[start SOURCE DOCUMENT]
Just wondered if anyone has any experience with the S / S CDI single spark ignition system? For $50, which includes the coil, it looks like a pretty good deal. Any thoughts?

http://www.cncengines.com/orderpage.html

Chuck


----------



## doc1955 (Mar 22, 2010)

I just recently ordered that unit it looks like it will work out nicely.
As a matter fact I was going to start a new project creating a small ignition box using it.
Just haven't found time yet. When I do I'll post my progress.













Took these with the laptop camera
I ordered and they must of shipped the same day they were very pompt at getting it to me right away.


----------



## ghart3 (Mar 22, 2010)

Think it is the greatest.  Just goofed and left the ignition on for a week.  Engine started right up.  It is small, doesn't need big batteries. Using 4 rechargable AAs. Runs for long time on those batteries. The most trouble free ignition system that have ever had.


----------



## GailInNM (Mar 23, 2010)

Chuck,
Arv (PutPutMan) used one on his recently completed "Tiny" as shown in the thread at:
http://www.homemodelenginemachinist.com/index.php?topic=8096.0

He seemed to like it quite well.

I have one to put into my "Tiny" build in a few weeks.

Gail in NM


----------



## Longboy (Mar 23, 2010)

.....I have that ignition Chuck on a Breisch Hit Miss I bought on Ebay this winter. I got the $100 kit. Works well and the 4 AA battery pak is bigger than the board and coil assembly. Fits in a shallow 3x5 box. The model ignition coil and C cell battery holder on the Webster engine obtained thru Ebay cost me $32 w/out batterys. Can't beat the compact size either type.  Dave.


----------



## putputman (Mar 23, 2010)

Chuck, that unit was recommended to me by a friend. I called S/S and talked to Roy Sholl. Explained to him that I knew nothing about electronics. He recommended that I buys the complete unit the first time. It included the coil and all the stuff the $50. unit has plus the battery holder, batteries, charger, switch with a charging pigtail, and all the necessary Futaba connectors. 
We later spoke on the phone and he walked me through all the necessary connections.

I will buy the $50.00 units in the future as I now have the chargers etc.

I personally have never worked with a supplier that is so cooperative and helpful as Roy.


----------



## b.lindsey (Mar 23, 2010)

Chuck, I don't have any personal experience with these yet, though it has been recommended to me also by someone whose opinion I trust. I am planning on using it on the Briggs build myself though I haven't purchased it yet, so will be following the comments of others here with great interest.

Bill


----------



## cfellows (Mar 23, 2010)

Thanks for your input, everyone. Looks like I will be ordering one of these for my Henry Ford engine.

Chuck


----------



## stevehuckss396 (Mar 23, 2010)
[end SOURCE DOCUMENT]
[start GIVEN MATERIAL]
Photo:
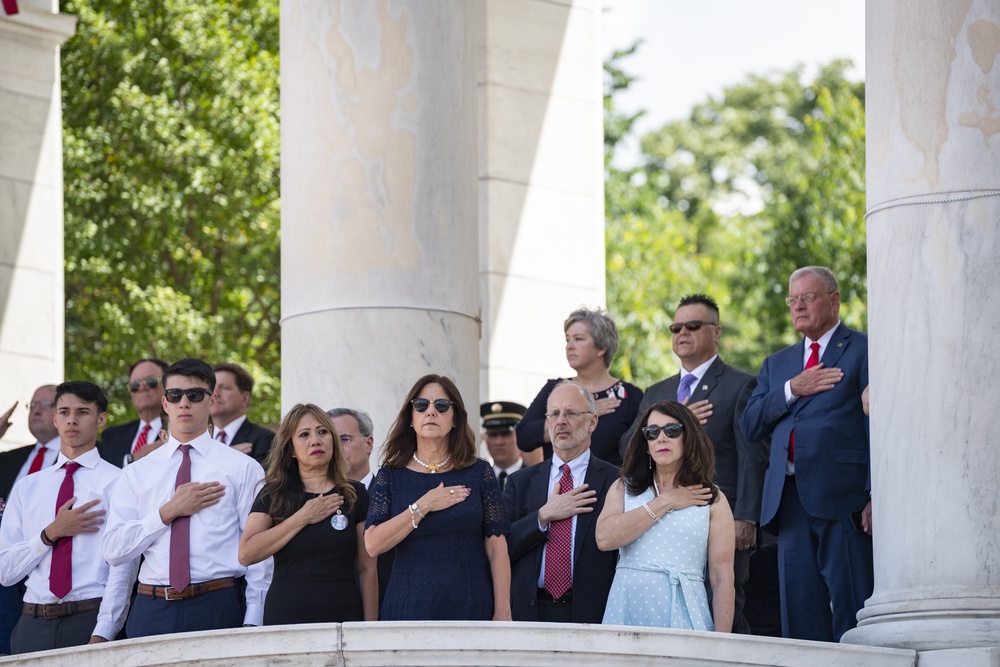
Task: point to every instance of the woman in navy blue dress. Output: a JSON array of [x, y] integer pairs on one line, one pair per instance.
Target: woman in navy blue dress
[end GIVEN MATERIAL]
**PROMPT**
In the forum thread about the S/S CDI ignition, which engine does Chuck say he will order one for?

**EXPECTED OUTPUT**
His Henry Ford engine.